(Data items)
———
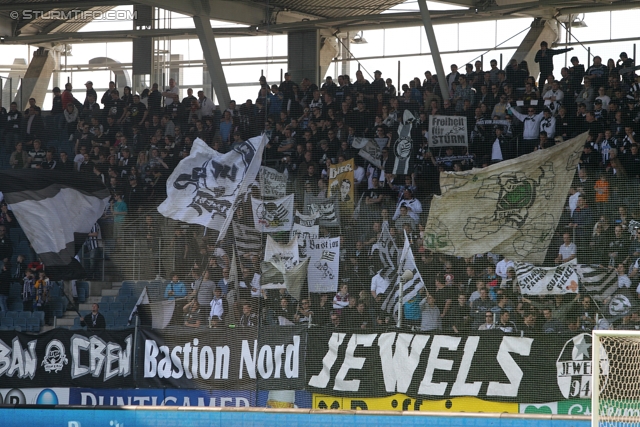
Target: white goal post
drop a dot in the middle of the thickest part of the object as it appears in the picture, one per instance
(615, 395)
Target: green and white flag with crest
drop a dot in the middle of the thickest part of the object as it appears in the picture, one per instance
(510, 208)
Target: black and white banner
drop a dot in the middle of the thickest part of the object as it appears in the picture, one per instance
(448, 131)
(287, 254)
(386, 248)
(533, 280)
(324, 264)
(404, 145)
(371, 152)
(232, 359)
(270, 216)
(326, 211)
(248, 240)
(64, 358)
(303, 234)
(274, 183)
(411, 287)
(490, 366)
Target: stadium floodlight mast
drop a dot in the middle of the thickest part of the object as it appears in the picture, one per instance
(615, 393)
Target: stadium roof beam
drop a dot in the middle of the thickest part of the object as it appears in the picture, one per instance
(60, 5)
(212, 58)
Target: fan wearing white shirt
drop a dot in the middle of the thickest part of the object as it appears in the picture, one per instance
(567, 251)
(503, 266)
(554, 96)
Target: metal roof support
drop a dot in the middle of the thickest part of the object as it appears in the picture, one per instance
(433, 45)
(212, 58)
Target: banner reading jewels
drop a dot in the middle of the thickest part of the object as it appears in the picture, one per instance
(229, 359)
(490, 366)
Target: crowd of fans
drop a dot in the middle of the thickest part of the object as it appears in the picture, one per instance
(133, 142)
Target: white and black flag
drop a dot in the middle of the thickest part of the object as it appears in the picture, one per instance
(600, 283)
(326, 211)
(71, 206)
(273, 215)
(247, 239)
(411, 287)
(386, 247)
(205, 186)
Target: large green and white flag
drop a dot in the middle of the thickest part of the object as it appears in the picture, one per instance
(510, 208)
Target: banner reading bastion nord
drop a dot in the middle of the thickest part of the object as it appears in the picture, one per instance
(489, 366)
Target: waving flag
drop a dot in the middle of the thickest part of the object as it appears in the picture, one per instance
(411, 288)
(511, 208)
(203, 189)
(55, 209)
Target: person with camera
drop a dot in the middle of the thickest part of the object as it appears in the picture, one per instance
(175, 288)
(94, 320)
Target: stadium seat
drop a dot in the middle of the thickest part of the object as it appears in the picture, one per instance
(15, 290)
(16, 235)
(110, 322)
(121, 322)
(126, 291)
(76, 323)
(57, 309)
(40, 316)
(20, 321)
(33, 324)
(82, 295)
(81, 284)
(106, 300)
(55, 290)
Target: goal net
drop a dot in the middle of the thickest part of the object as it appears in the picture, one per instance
(616, 379)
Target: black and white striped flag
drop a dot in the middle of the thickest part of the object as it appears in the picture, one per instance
(56, 210)
(410, 288)
(248, 240)
(328, 255)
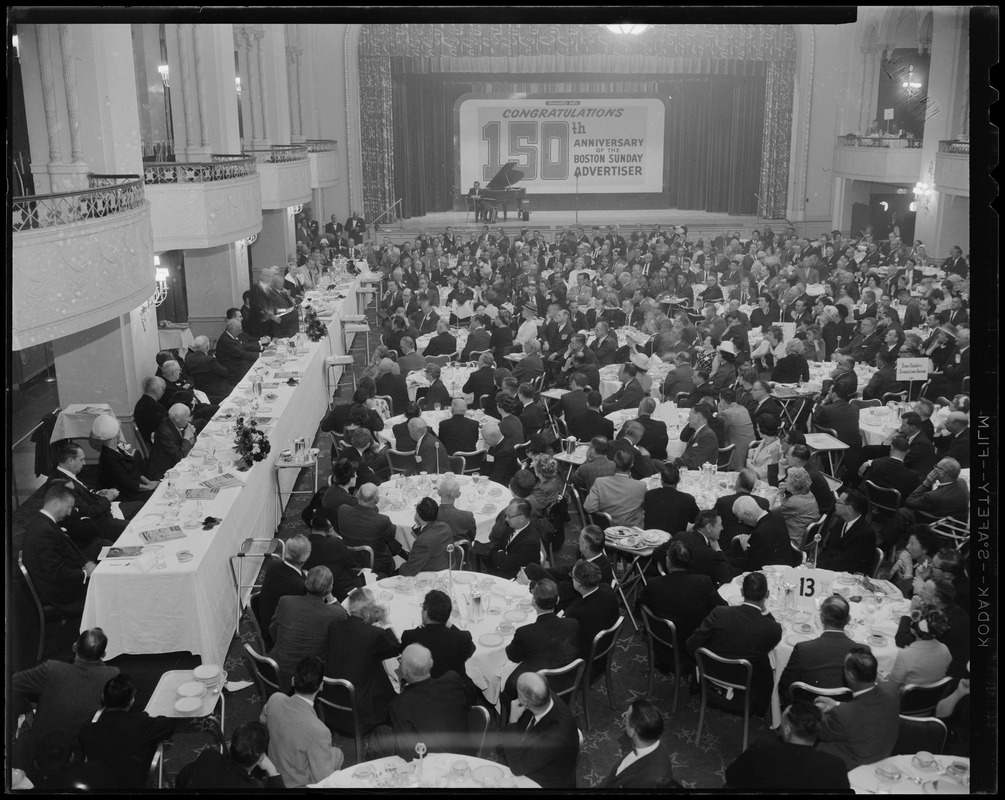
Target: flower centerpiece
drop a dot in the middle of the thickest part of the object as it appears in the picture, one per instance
(252, 444)
(315, 328)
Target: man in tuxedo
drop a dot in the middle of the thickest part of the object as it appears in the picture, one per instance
(649, 765)
(542, 740)
(768, 543)
(683, 596)
(458, 433)
(863, 731)
(363, 525)
(702, 445)
(820, 661)
(591, 422)
(744, 631)
(234, 353)
(443, 344)
(666, 508)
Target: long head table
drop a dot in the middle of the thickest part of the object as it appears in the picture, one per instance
(189, 605)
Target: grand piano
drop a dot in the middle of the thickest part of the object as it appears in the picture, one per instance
(500, 191)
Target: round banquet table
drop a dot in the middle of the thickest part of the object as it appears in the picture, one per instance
(436, 773)
(668, 413)
(453, 376)
(400, 494)
(804, 623)
(864, 779)
(488, 666)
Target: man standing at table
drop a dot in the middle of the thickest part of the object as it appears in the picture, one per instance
(542, 740)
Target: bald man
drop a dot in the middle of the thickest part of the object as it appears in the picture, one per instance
(208, 374)
(457, 432)
(429, 710)
(542, 740)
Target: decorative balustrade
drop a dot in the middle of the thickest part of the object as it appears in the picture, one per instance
(884, 142)
(223, 167)
(278, 154)
(107, 195)
(954, 146)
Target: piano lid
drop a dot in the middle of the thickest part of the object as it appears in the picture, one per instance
(506, 177)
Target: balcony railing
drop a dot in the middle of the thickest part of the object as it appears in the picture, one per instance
(954, 146)
(322, 146)
(885, 142)
(221, 168)
(278, 154)
(109, 194)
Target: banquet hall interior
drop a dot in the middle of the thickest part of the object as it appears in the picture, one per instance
(293, 190)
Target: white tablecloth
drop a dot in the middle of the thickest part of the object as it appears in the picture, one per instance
(191, 606)
(436, 769)
(883, 621)
(488, 665)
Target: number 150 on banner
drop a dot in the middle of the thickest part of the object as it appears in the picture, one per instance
(563, 145)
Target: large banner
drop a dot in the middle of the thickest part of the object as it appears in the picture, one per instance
(563, 145)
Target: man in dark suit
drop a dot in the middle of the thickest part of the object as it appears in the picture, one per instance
(443, 344)
(58, 568)
(768, 543)
(744, 631)
(458, 433)
(235, 353)
(655, 438)
(851, 546)
(649, 765)
(863, 731)
(683, 596)
(207, 373)
(429, 710)
(542, 740)
(482, 380)
(820, 661)
(702, 445)
(732, 527)
(284, 578)
(666, 508)
(591, 422)
(363, 526)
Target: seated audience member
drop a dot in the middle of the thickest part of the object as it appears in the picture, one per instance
(208, 375)
(458, 432)
(173, 440)
(362, 663)
(851, 543)
(67, 694)
(681, 596)
(595, 609)
(620, 495)
(299, 627)
(768, 543)
(428, 710)
(788, 761)
(299, 744)
(666, 508)
(820, 661)
(148, 413)
(284, 578)
(363, 526)
(58, 568)
(744, 631)
(122, 740)
(428, 553)
(649, 765)
(926, 660)
(864, 730)
(547, 751)
(246, 765)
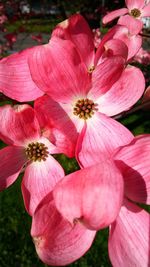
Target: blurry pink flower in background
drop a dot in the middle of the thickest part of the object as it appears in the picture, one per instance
(97, 37)
(143, 56)
(131, 17)
(146, 98)
(3, 19)
(65, 222)
(37, 38)
(80, 200)
(85, 104)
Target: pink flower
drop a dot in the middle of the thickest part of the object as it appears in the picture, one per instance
(83, 93)
(59, 241)
(97, 37)
(37, 38)
(135, 11)
(27, 149)
(88, 200)
(146, 98)
(15, 77)
(143, 56)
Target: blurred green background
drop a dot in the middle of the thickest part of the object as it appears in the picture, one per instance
(16, 246)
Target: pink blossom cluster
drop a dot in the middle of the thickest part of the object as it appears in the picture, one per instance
(77, 90)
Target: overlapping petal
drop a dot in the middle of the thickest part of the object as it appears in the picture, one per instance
(131, 4)
(56, 241)
(114, 14)
(39, 179)
(57, 67)
(105, 74)
(78, 31)
(129, 238)
(57, 125)
(100, 137)
(124, 93)
(18, 124)
(83, 195)
(12, 160)
(15, 77)
(133, 159)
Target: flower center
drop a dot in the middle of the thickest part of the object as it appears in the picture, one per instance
(135, 13)
(36, 151)
(84, 108)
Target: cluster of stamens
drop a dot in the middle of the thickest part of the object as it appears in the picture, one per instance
(84, 108)
(37, 151)
(135, 13)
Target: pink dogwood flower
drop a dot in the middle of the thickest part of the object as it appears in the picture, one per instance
(95, 195)
(85, 88)
(77, 30)
(131, 17)
(28, 150)
(59, 241)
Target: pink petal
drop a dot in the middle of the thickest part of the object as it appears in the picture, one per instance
(18, 124)
(15, 77)
(124, 93)
(134, 25)
(39, 179)
(56, 123)
(129, 238)
(105, 74)
(57, 67)
(78, 31)
(12, 159)
(112, 47)
(83, 195)
(131, 4)
(114, 14)
(146, 11)
(56, 241)
(100, 138)
(133, 42)
(133, 159)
———
To do ▸ Skip every picture and transcribe the data above exactly.

Solution for this task ▸
Target: white goal post
drop a dot in the middle of the thickest part of the object as it appears in the picture, one per instance
(615, 395)
Target: green and white flag with crest
drop a dot in the middle of the thickest part of the object as it appears in the picture, one per instance
(510, 208)
Target: black and white banner
drop a dot in the middle of the thickest part of the object as it appears in the picture, one per instance
(448, 131)
(287, 254)
(386, 248)
(533, 280)
(324, 264)
(404, 145)
(371, 152)
(232, 359)
(270, 216)
(326, 211)
(248, 240)
(64, 358)
(303, 234)
(274, 183)
(411, 287)
(490, 366)
Target: stadium floodlight mast
drop a dot in the middle of the thickest part of the object as it appears in the picture, one per instance
(615, 393)
Target: stadium roof beam
drop a dot in the middle of the thickest part of the object as it appears in the picture, one per instance
(60, 5)
(212, 58)
Target: fan wearing white shirt
drop a dot in the middle of the thickest part of the object as it appears in the picture, one per instance
(567, 251)
(503, 266)
(554, 96)
Target: metal roof support
drop a dot in the middle of the thickest part of the object as it appears in the picture, one per instance
(433, 45)
(212, 58)
Target: banner reading jewels
drop a dot in the middle of the thickest part of the object as it appears in the picture, one per instance
(229, 359)
(490, 366)
Target: crowd of fans
drop a dot in the middle of the thickest part of the object as it appears in the picture, one per instance
(133, 142)
Target: white and black flag
drop a dot in the middle of the thickest part of the object as it appears in the picture, one per instance
(600, 283)
(326, 211)
(71, 206)
(273, 215)
(247, 239)
(411, 287)
(386, 247)
(205, 186)
Target: large green and white flag
drop a dot in the middle of the thickest part of the object as it appears in the picture, one per instance
(510, 208)
Target: banner reading bastion nord
drop a dot in the middle of the thickest part of the object as it appears in the picture, one per instance
(489, 366)
Target: waving flag
drop a dot in the middle of the thickest part of the object as it appears in the picture, one per instance
(411, 288)
(511, 208)
(203, 189)
(55, 209)
Target: person with camera
drop a dot in the middle of the thickest part of the object as it appears in the picture, one per instance
(175, 288)
(94, 320)
Target: stadium seat
drop a dot in the middle of the thickest part of the object as it appears in the picture, one per instance
(15, 290)
(16, 235)
(110, 322)
(121, 322)
(126, 291)
(76, 323)
(57, 309)
(40, 316)
(20, 321)
(33, 324)
(82, 295)
(81, 284)
(106, 300)
(55, 290)
Target: goal net
drop a dot in the middle of the thickest part of the object as it appears in the picture, one per instance
(616, 379)
Target: black and white striped flag
drop a dot in the middle of the thickest part of the object as it appears in the picture, one per instance
(56, 210)
(410, 288)
(248, 240)
(328, 255)
Target: flower centerpiece
drop a dot in the middle of the thickest part of the object as it appears in the picture, one per instance
(252, 444)
(315, 328)
Target: man in tuxedo
drop a dot in the middle of the thickest part of the object as it appears in the picture, one per instance
(649, 765)
(542, 740)
(768, 543)
(683, 596)
(458, 433)
(863, 731)
(363, 525)
(702, 445)
(820, 661)
(591, 422)
(744, 631)
(234, 353)
(443, 344)
(666, 508)
Target: long head table
drop a dot in the middle of the thickest part of the object as it appears in the picture, one per instance
(189, 605)
Target: grand piano
drop a dot in the middle of the thickest part of the object as it appears in the picture, one per instance
(500, 191)
Target: round banquet table
drop a dot in the middle of the thickest part of the object as it appears in the picture, one per instance
(436, 773)
(668, 413)
(453, 376)
(400, 494)
(804, 623)
(864, 779)
(488, 666)
Target: man standing at table
drop a dot in the middle of the thickest part of the object as it appears in the picture, one per instance
(542, 740)
Target: bald man
drop a dot in the middle of the thickest part of the object as it appears in the picture, one per instance
(208, 374)
(457, 432)
(429, 710)
(542, 740)
Target: decorative balustrade
drop a dot in the middle of the thickest part of the object as it appears in the picture, one per instance
(884, 142)
(223, 167)
(278, 154)
(107, 195)
(954, 146)
Target: piano lid
drop a dot in the middle of the thickest part of the object as it appears in the picture, one per instance
(506, 177)
Target: balcony railing
drop a dot in the middle of the thickest part of the object as it appears in the picture, one per instance
(954, 146)
(322, 146)
(885, 142)
(221, 168)
(278, 154)
(109, 194)
Target: banquet hall interior
drop a dot in the middle of the thickest part of the object as it appears in the picture, one per instance
(293, 190)
Target: white tablecloth
drop a dot in the middle of the thickest part of the object as it appears in the picture, one per instance
(191, 606)
(436, 769)
(883, 621)
(488, 665)
Target: number 150 on banner
drop a dot in the middle of the thickest part of the object as it appears in the picture, one per instance
(563, 145)
Target: large banner
drop a dot in the middle of the thickest part of the object as it appears in the picture, one per instance
(563, 145)
Target: man in dark suit
drop a dot in the middle of the thickest part of the object as it appears in the picture, one per instance
(443, 344)
(58, 568)
(768, 543)
(744, 631)
(458, 433)
(235, 353)
(655, 438)
(851, 546)
(649, 765)
(863, 731)
(683, 596)
(207, 373)
(429, 710)
(542, 740)
(482, 380)
(820, 661)
(702, 445)
(732, 527)
(284, 578)
(666, 508)
(591, 422)
(363, 526)
Target: seated audience member
drop a dot in the middle of the thickest part of the object as it appears in the picture, one per instance
(208, 375)
(458, 432)
(173, 440)
(362, 663)
(851, 543)
(67, 694)
(681, 596)
(595, 609)
(620, 495)
(299, 627)
(768, 543)
(428, 710)
(788, 761)
(299, 744)
(666, 508)
(820, 661)
(148, 413)
(284, 578)
(363, 526)
(58, 568)
(744, 631)
(122, 740)
(428, 553)
(649, 765)
(926, 660)
(864, 730)
(547, 751)
(246, 765)
Target: blurry pink flower in background
drop a dot in the middle of the thickest part of the object as it appears in the picture, one per instance
(97, 37)
(143, 56)
(131, 17)
(146, 98)
(3, 19)
(65, 222)
(37, 38)
(80, 200)
(85, 104)
Target: pink flower
drop a dot in the middle of the thickest part of the object as it appears in the picture, one per instance
(83, 93)
(59, 241)
(97, 37)
(37, 38)
(135, 11)
(27, 149)
(88, 200)
(146, 98)
(15, 77)
(143, 56)
Target: blurred green background
drop a dot in the middle of the thickest part of the object as it appears in the picture, one per instance
(16, 246)
Target: pink blossom cluster
drop a dot in the middle of the thickest part of the object as it appears in the picture, one per instance
(77, 90)
Target: overlapping petal
drop a dot in the middle of the thickest part of the object as it appears in the picture, one per instance
(131, 4)
(56, 241)
(114, 14)
(39, 179)
(57, 67)
(105, 74)
(78, 31)
(129, 238)
(57, 125)
(100, 137)
(124, 93)
(18, 124)
(83, 195)
(12, 160)
(15, 77)
(133, 159)
Target: flower center
drop a dot in the middle of the thickest part of the object as it appears in the picture, one per instance
(135, 13)
(36, 151)
(84, 108)
Target: cluster of stamens
drop a dot in the middle of the thickest part of the object as it appears in the picture, one per instance
(84, 108)
(37, 151)
(135, 13)
Target: pink dogwood flower
drop a dot in the middle of the thickest part of the object as it appears in the picture, one per instance
(95, 195)
(85, 88)
(77, 30)
(131, 17)
(28, 150)
(59, 241)
Target: pink petal
drop a dot in the middle of the thickest part of the object as it appears in the picture, one per instance
(18, 124)
(15, 77)
(124, 93)
(134, 25)
(39, 179)
(56, 123)
(129, 238)
(105, 74)
(57, 67)
(78, 31)
(12, 159)
(112, 47)
(83, 195)
(131, 4)
(114, 14)
(146, 11)
(56, 241)
(100, 138)
(133, 42)
(133, 159)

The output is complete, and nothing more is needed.